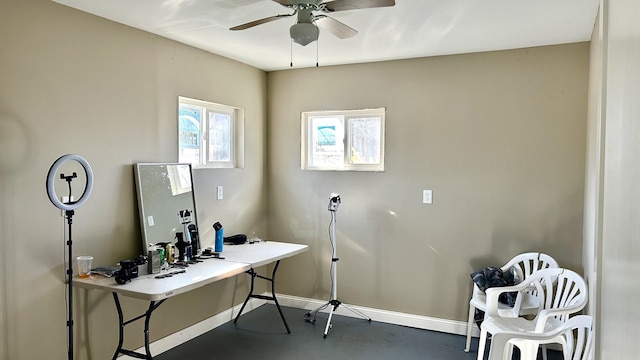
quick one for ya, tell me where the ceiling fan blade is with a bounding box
[314,15,357,39]
[229,13,293,31]
[272,0,295,7]
[322,0,395,12]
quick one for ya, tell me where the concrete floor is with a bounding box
[154,304,563,360]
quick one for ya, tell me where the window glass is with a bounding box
[179,104,202,165]
[178,97,243,169]
[348,117,381,165]
[208,112,232,163]
[302,108,385,171]
[310,116,344,168]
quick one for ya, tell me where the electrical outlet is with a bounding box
[422,190,432,204]
[217,186,223,200]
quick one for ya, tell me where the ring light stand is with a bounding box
[304,194,370,337]
[46,154,94,360]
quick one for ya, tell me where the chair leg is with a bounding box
[486,331,510,360]
[519,341,540,360]
[498,342,512,360]
[505,339,541,360]
[465,303,476,352]
[505,342,514,360]
[477,328,488,360]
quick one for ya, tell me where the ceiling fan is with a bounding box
[230,0,396,46]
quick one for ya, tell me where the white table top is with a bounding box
[219,240,308,268]
[74,241,308,301]
[74,259,249,301]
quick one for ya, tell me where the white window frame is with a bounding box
[301,108,385,171]
[178,96,244,169]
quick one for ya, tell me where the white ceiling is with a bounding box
[52,0,599,72]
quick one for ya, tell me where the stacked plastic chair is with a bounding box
[479,268,588,360]
[491,315,593,360]
[465,253,559,353]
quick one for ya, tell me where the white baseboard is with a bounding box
[119,293,476,358]
[275,294,478,337]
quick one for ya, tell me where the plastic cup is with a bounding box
[77,256,93,278]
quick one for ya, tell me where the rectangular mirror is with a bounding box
[134,163,199,256]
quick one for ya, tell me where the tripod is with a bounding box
[304,194,370,337]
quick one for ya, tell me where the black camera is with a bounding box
[114,259,139,284]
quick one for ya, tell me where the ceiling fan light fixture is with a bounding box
[290,22,319,46]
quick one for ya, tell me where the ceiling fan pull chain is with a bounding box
[316,38,319,67]
[290,38,293,67]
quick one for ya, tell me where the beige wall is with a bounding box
[267,44,589,319]
[0,0,267,359]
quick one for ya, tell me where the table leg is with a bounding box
[111,293,165,359]
[269,260,289,333]
[112,293,125,360]
[234,260,290,333]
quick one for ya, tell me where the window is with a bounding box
[301,108,385,171]
[178,96,244,169]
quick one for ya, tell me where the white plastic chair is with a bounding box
[491,315,593,360]
[479,268,588,360]
[465,253,559,353]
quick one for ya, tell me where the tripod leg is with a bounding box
[323,303,337,337]
[340,303,371,321]
[304,301,330,324]
[309,302,330,315]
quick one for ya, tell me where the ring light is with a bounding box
[46,154,94,360]
[46,154,94,211]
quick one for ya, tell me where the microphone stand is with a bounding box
[304,194,370,337]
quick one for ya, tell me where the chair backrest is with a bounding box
[526,268,587,332]
[501,252,559,283]
[471,253,559,303]
[563,315,593,360]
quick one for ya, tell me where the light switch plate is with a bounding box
[217,185,223,200]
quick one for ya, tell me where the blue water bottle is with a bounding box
[213,222,224,253]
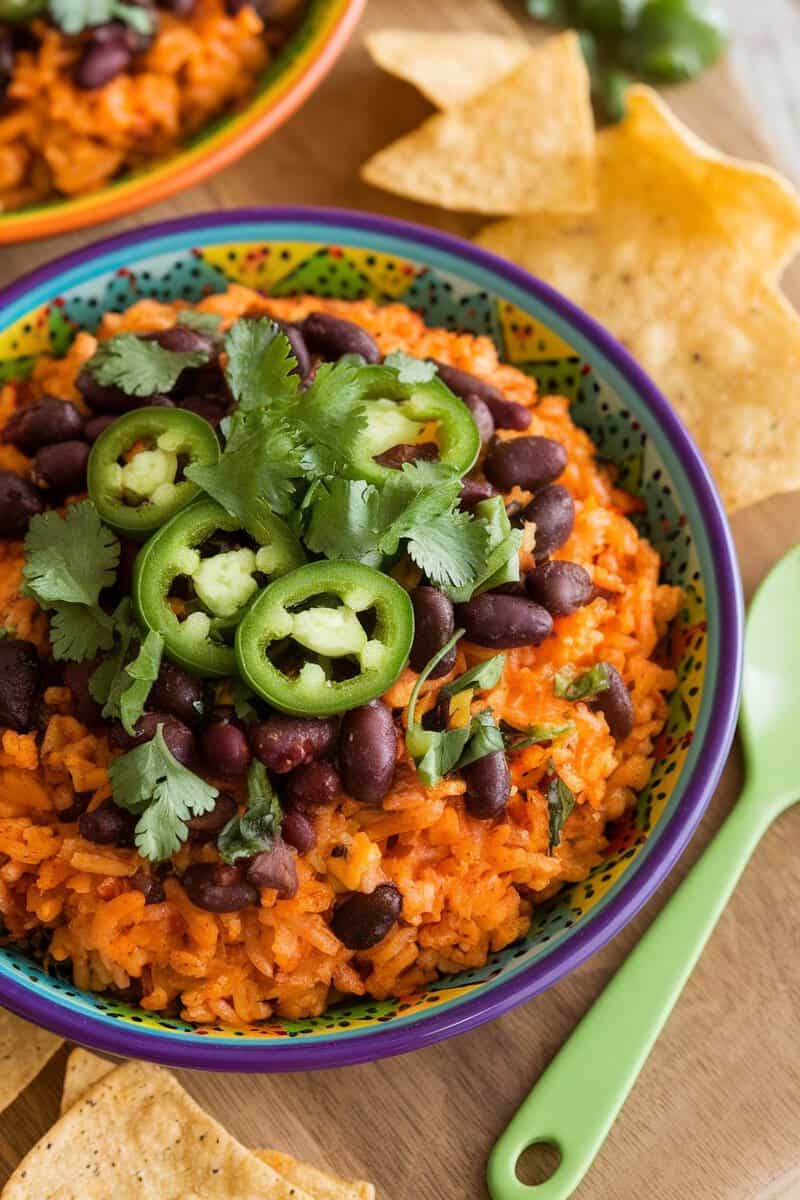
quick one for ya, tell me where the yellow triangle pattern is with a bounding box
[0,302,55,360]
[498,299,577,362]
[201,242,324,291]
[340,248,423,298]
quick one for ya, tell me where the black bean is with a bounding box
[459,478,498,510]
[281,809,316,854]
[284,761,341,809]
[0,470,44,536]
[63,660,103,727]
[430,360,531,430]
[245,841,298,897]
[373,442,438,469]
[84,414,117,443]
[143,325,216,357]
[74,34,132,90]
[150,660,204,726]
[76,366,148,415]
[464,394,495,444]
[522,484,575,562]
[275,320,311,379]
[32,441,90,494]
[409,586,455,677]
[0,639,40,732]
[159,0,195,12]
[301,312,380,364]
[182,862,258,912]
[462,751,510,820]
[590,663,634,741]
[2,399,84,456]
[250,716,338,774]
[484,436,567,493]
[0,29,13,97]
[203,721,251,776]
[130,869,166,904]
[111,712,196,766]
[91,14,153,53]
[57,793,93,824]
[525,561,594,617]
[178,396,226,429]
[173,362,228,404]
[79,800,138,847]
[186,791,238,840]
[455,593,553,649]
[331,883,402,951]
[339,701,396,805]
========
◆ Task directions ◆
From the first line above to the last, copy the records exactly but omit the pictures.

◆ Output of the task ◆
quick one for ya, tell me where the ceiling fan blade is with a bounding box
[314,15,357,39]
[229,13,293,31]
[272,0,295,7]
[322,0,395,12]
quick one for ya, tell me where the concrete floor is with a bounding box
[154,304,563,360]
quick one for ya, tell me where the window glass is with a bounding box
[179,104,202,165]
[178,97,243,169]
[348,117,381,165]
[208,112,232,163]
[302,108,385,171]
[310,116,344,168]
quick one for ya, tell me where the electrical outlet is with a bounding box
[422,190,432,204]
[217,186,223,200]
quick one for ya, tell me where the ring light stand is with a bounding box
[304,194,370,337]
[46,154,94,360]
quick one for ya, tell me where the chair leg is with a bounding box
[486,331,510,360]
[519,341,540,360]
[498,342,512,360]
[505,339,541,360]
[465,303,476,352]
[505,342,514,360]
[477,328,488,360]
quick one for ya, tell me where the ceiling fan is with a bounding box
[230,0,396,46]
quick one for ya, tell me where the white table top is with a bounding box
[219,240,308,268]
[74,241,308,301]
[74,259,249,301]
quick one for ya, tell me where the white window frame is with a bounding box
[301,108,385,171]
[178,96,244,169]
quick one for ya, tell me where the white ceiling is with a bounding box
[52,0,599,72]
quick one for ya, tell me where the stacked plastic chair is with a bounding box
[479,268,588,360]
[491,315,593,360]
[465,253,559,353]
quick one for ya, tell me where the white baseboard is with a bounding box
[119,293,476,358]
[275,294,478,337]
quick one for ya, tell me where the plastic cup is with a bounding box
[77,256,93,278]
quick one for ya, tell me where the rectangular mirror is with a bounding box
[134,163,199,256]
quick one for ya, tell me where the tripod is with a bounding box
[304,194,370,337]
quick one for ya, tell me where the black camera is with a bounding box
[114,259,139,284]
quick one for ya, tell me where the ceiling fan light fixture is with a bounding box
[290,22,319,46]
quick one for ya, tell me where the ceiling fan pull chain is with a bounding box
[316,38,319,67]
[290,38,293,67]
quick one for ya, tell me where the beige wall is with a bounding box
[267,44,589,319]
[0,0,267,359]
quick one for ya, tell me where the table leg is with a bounding box
[111,293,165,359]
[269,260,289,333]
[112,293,125,360]
[234,260,290,333]
quick one for ya, tell me where the window is with a bounding box
[301,108,385,171]
[178,96,244,169]
quick one for ya, tell me where the white plastic chair is with a bounding box
[491,315,593,360]
[479,268,588,360]
[465,253,559,353]
quick one for ya, tell me where the tripod leg is with a bounding box
[323,303,337,337]
[340,303,371,321]
[304,301,330,324]
[309,302,330,315]
quick one for ya, tell me where the ring light is with a bounding box
[46,154,94,360]
[46,154,94,211]
quick one for ya, tell me where the microphone stand is with a bounding box
[304,194,370,337]
quick one for ya, tell me where the chair backrest is with a bounding box
[526,268,587,332]
[501,252,559,283]
[471,253,559,303]
[563,315,593,360]
quick one for ya, tell me where the light switch plate is with a bounding box
[217,185,223,200]
quick one for ya, tell me where the blue water bottle is with a bounding box
[213,222,224,253]
quick one for ya, tell me where the yellow triangle pattern is with a bounding box
[0,302,55,360]
[498,299,577,362]
[201,242,324,291]
[340,248,423,298]
quick one for ya, tell me where the black bean is with a bounding box
[459,478,498,510]
[281,809,316,854]
[284,761,341,809]
[0,470,44,536]
[63,660,103,727]
[430,360,531,430]
[245,841,298,897]
[373,442,438,469]
[84,414,117,443]
[143,325,216,357]
[74,34,132,90]
[150,660,204,726]
[76,366,148,415]
[464,394,495,444]
[522,484,575,562]
[275,320,311,379]
[32,441,90,494]
[409,586,455,677]
[0,639,40,732]
[159,0,195,12]
[301,312,380,364]
[182,862,258,912]
[462,751,510,820]
[590,663,634,741]
[2,399,84,456]
[250,716,338,774]
[484,436,567,493]
[0,29,13,97]
[203,721,251,776]
[130,869,166,904]
[111,712,196,766]
[91,14,153,53]
[57,793,93,824]
[525,561,594,617]
[178,396,226,429]
[173,362,228,404]
[79,800,138,847]
[186,791,238,840]
[455,593,553,649]
[331,883,402,951]
[339,701,396,805]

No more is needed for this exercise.